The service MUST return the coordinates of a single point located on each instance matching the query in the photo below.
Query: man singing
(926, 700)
################
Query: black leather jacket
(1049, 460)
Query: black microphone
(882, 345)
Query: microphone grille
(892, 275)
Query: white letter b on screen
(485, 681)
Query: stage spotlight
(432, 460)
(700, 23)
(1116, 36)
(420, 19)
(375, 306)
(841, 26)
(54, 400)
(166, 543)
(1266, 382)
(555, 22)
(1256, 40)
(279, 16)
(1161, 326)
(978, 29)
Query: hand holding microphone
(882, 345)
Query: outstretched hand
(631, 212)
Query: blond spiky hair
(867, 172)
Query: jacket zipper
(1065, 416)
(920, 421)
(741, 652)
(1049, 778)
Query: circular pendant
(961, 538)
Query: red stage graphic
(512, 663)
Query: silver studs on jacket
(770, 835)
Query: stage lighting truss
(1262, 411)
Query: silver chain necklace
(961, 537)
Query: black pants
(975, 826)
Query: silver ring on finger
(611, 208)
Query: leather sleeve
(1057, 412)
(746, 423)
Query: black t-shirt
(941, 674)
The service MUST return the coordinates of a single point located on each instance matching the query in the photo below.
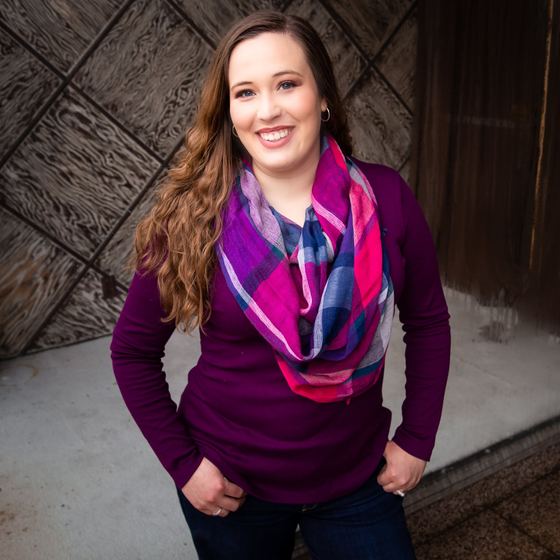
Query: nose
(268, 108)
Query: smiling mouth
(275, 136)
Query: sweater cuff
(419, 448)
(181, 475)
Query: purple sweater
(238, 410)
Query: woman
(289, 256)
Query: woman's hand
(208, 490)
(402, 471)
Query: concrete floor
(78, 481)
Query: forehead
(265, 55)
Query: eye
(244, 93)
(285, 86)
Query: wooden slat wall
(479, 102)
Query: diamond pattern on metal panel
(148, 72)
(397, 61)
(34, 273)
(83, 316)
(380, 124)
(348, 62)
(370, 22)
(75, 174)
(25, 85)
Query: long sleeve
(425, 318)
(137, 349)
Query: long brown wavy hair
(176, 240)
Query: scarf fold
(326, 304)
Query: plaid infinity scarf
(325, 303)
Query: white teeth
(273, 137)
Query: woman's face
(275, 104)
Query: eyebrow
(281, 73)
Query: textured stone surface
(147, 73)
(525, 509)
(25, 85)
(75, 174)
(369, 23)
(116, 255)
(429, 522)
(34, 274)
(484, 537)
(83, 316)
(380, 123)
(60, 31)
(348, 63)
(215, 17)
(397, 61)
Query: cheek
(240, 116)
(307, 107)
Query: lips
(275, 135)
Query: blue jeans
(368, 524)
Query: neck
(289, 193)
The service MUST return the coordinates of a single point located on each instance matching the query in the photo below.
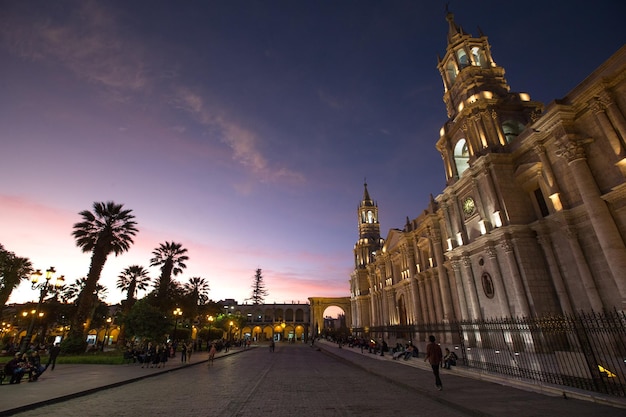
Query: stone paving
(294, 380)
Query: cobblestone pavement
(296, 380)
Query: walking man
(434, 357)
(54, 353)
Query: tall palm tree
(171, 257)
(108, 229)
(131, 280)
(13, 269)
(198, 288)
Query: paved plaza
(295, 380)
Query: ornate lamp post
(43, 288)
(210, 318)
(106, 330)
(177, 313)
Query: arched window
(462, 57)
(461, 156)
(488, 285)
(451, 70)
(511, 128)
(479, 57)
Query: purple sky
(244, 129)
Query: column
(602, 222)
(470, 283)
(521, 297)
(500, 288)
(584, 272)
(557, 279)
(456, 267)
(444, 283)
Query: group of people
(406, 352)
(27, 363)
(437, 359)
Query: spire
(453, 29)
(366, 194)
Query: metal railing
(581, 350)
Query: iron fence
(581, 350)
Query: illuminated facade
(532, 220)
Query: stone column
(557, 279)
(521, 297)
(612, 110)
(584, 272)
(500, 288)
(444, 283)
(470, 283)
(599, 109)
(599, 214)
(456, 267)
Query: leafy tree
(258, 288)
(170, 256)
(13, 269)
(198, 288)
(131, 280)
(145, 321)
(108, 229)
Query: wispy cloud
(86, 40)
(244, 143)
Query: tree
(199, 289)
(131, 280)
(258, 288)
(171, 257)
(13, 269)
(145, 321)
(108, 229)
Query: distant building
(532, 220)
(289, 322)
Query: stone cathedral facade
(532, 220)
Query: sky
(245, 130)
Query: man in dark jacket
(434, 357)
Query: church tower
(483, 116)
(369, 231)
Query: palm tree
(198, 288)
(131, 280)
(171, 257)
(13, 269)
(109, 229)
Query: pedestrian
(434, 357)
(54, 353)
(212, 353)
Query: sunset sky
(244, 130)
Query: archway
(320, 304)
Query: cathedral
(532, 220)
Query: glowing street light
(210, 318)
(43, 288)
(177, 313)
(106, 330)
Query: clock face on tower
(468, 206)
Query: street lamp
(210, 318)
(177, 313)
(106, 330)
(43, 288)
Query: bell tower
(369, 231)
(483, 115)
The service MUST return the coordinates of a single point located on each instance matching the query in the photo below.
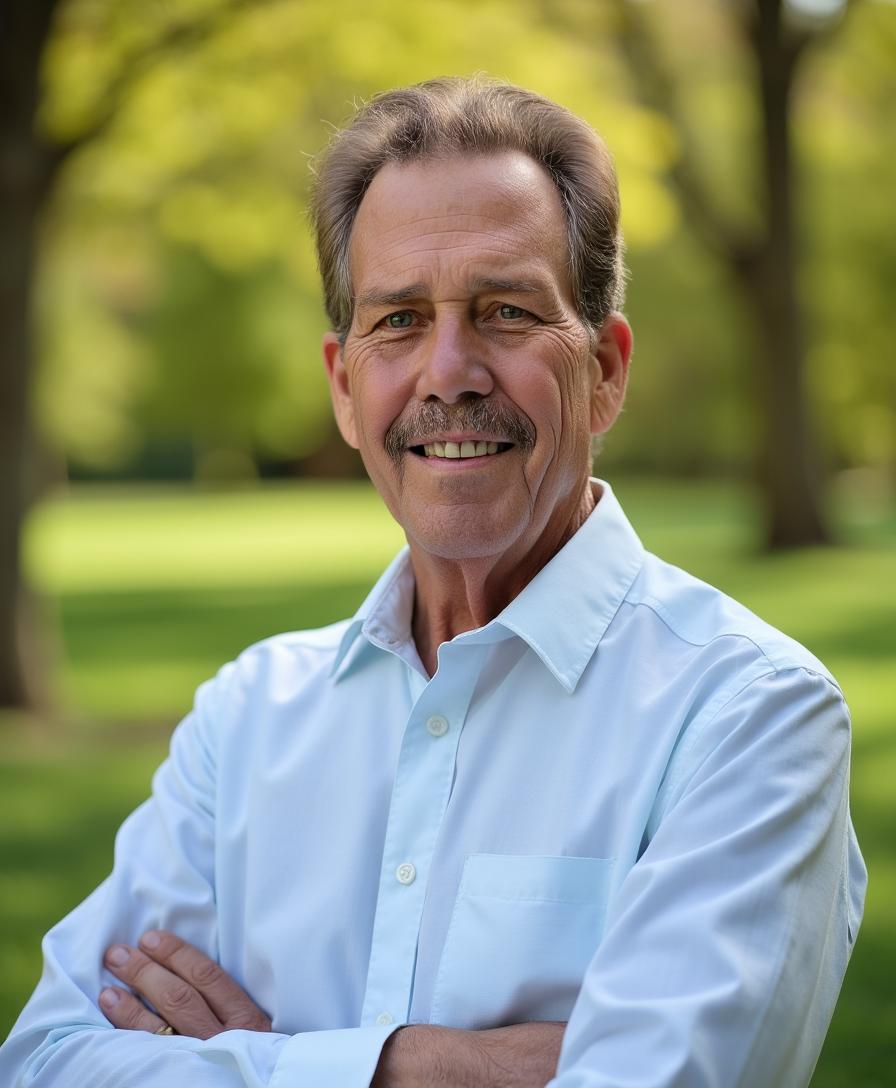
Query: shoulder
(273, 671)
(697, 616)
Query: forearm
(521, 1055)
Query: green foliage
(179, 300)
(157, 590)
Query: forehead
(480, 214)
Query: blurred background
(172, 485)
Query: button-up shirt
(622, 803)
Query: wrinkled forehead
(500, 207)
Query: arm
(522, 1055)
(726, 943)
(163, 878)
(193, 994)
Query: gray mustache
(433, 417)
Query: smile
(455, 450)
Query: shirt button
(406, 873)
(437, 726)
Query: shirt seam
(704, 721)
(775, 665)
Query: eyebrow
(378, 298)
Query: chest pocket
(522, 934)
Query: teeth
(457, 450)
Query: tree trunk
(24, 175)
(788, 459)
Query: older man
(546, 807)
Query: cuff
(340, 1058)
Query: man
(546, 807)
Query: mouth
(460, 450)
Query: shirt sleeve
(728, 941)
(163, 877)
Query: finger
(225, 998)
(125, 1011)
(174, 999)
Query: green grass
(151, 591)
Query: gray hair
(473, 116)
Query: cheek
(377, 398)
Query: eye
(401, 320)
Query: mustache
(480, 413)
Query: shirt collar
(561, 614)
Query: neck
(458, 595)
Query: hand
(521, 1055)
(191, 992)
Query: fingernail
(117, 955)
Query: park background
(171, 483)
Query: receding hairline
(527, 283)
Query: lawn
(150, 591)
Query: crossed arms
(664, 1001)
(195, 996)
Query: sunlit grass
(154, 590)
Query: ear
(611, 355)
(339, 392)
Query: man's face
################
The answer is the lines above between the line holding "Query: green foliage" and the line holding "Query: man's face", inclusive, each written out exactly, and no others.

RESULT FOR THIS EXERCISE:
Query: green foliage
(179, 300)
(157, 590)
Query: forehead
(480, 214)
Query: blurred background
(172, 485)
Query: button-up shirt
(622, 803)
Query: wrinkled forehead
(500, 207)
Query: arm
(522, 1055)
(726, 943)
(163, 878)
(193, 994)
Query: gray mustache
(433, 417)
Query: smile
(455, 450)
Query: shirt button
(406, 873)
(437, 726)
Query: shirt seam
(704, 721)
(775, 665)
Query: eyebrow
(378, 298)
Query: chest pocket
(522, 934)
Query: teeth
(457, 450)
Query: tree trunk
(24, 175)
(788, 459)
Query: older man
(546, 807)
Query: cuff
(340, 1058)
Query: man
(546, 807)
Query: mouth
(460, 450)
Query: shirt sleeve
(728, 941)
(163, 877)
Query: finger
(225, 998)
(125, 1011)
(174, 999)
Query: green grass
(151, 591)
Query: gray hair
(473, 116)
Query: cheek
(377, 398)
Query: eye
(401, 320)
Query: mustache
(480, 413)
Query: shirt collar
(561, 614)
Query: neck
(458, 595)
Query: hand
(521, 1055)
(191, 992)
Query: fingernail
(117, 955)
Query: park background
(171, 483)
Query: receding hairline
(527, 283)
Query: lawn
(150, 591)
Query: crossed arms
(664, 1001)
(195, 996)
Query: sunlit grass
(154, 590)
Query: ear
(611, 355)
(339, 392)
Query: man's face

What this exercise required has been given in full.